───── Dataset rows

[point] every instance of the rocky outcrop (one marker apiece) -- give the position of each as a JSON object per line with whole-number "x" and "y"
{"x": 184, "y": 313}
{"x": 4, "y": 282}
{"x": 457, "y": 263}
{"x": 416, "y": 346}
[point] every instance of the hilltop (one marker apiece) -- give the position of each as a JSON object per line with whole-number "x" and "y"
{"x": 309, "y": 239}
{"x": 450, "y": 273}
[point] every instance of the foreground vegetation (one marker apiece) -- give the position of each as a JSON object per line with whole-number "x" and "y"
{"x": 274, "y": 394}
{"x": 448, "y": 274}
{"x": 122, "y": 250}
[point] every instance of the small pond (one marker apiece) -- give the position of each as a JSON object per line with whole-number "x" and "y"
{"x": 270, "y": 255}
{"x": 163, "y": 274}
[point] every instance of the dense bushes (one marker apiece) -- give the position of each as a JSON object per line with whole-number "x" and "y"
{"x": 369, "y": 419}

──────────

**Given instruction:** Could you copy the records above word for word, starting at the line that contains "[point] every instance of the small" and ending with the last of the records?

**Task result:**
[point] every instance of the small pond (one marker apiece) -- give the position of each as a JSON object per line with whole-number "x" and "y"
{"x": 270, "y": 255}
{"x": 163, "y": 274}
[point] every instance of the dense bushes (one marker apiece) -- give the position of each as a JSON object per line with whole-number "x" and "y"
{"x": 369, "y": 419}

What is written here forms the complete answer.